**Text section:**
________________

Nicholas Jonathan Read (born 1964) is a British businessman. He is the former CEO of Vodafone Group, holding the position between October 2018 and December 2022.

Education
He earned a degree in accounting and finance from Manchester Metropolitan University in 1986. He is a Fellow Certified Management Accountant.

Career
Read worked for Federal Express Corporation, with roles located in the UK, Belgium and the United States. He also worked at United Business Media Plc, performing divisional CFO roles in both companies.

While Read was serving as CFO for Vizzavi in 2001, Vodafone bought out its joint venture partner, Vivendi Universal and subsequently merged Vizzavi's operations with Vodafone. Read became the CFO for Vodafone's UK business in 2002 and then CCO in 2003. On the 1st of May 2006, he became CEO of Vodafone UK.

In 2008, Read became the Group's Chief Executive for the Africa, Middle East and Asia region. As part of the role he became a board member of numerous Vodafone subsidiaries, joint ventures and minority positions. They included China Mobile, Vodacom Group, Safaricom plc, Vodafone Egypt, Vodafone Qatar, Indus Towers, Vodafone India, Vodafone Hutchinson Australia, and VodafoneZiggo.

________________

**Complete the following:**
a) In the biography of Nicholas Read, on what date did he become CEO of Vodafone UK?
b) Carry the biography of Nicholas Read forward from its last sentence.
The material that follows comes from a separate source and has no connection to the biography above.

**Supplied entries:**

________________

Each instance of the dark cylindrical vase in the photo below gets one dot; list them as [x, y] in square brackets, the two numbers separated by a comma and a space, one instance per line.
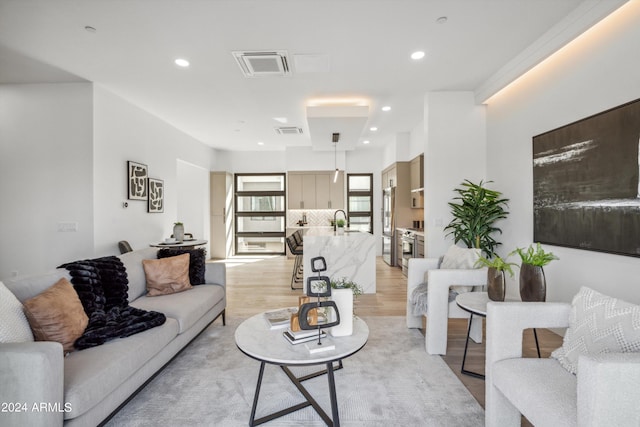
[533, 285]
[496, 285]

________________

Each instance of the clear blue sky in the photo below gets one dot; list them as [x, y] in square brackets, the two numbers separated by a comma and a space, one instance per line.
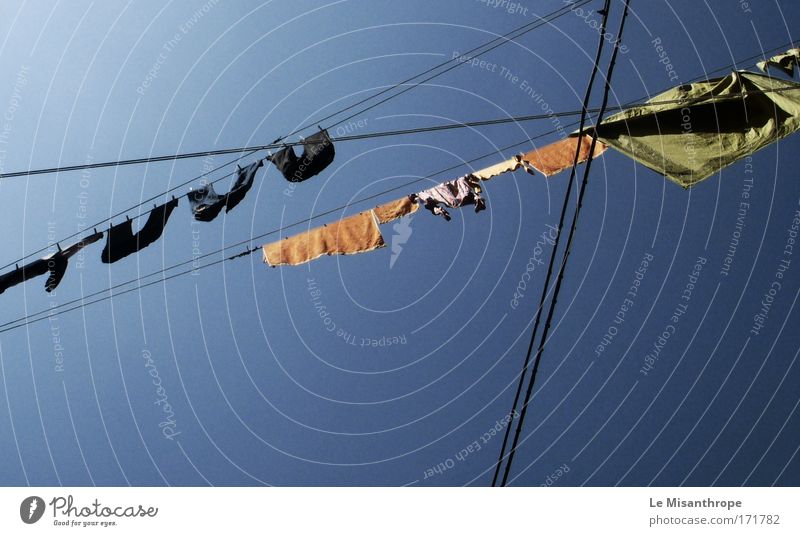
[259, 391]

________________

**Expected results:**
a) On May 1, 2006.

b)
In 2014, Read became the CFO of Vodafone Group plc and joined the company's main board. He was appointed Group CEO four years later in October 2018. In his role as CEO, he became a United Nations Broadband Commissioner and HeForShe alliance champion. Read also joined the board of Booking Holdings Inc as a non-exec director in 2018 & member of the Audit Committee. In 2022, Read was the recipient of an Honorary Doctor of Business Administration degree from Manchester Metropolitan University. In December 2022, it was announced that Read would be stepping down as Group CEO of Vodafone. He remained as an advisor to Vodafone's board until 31st March 2023.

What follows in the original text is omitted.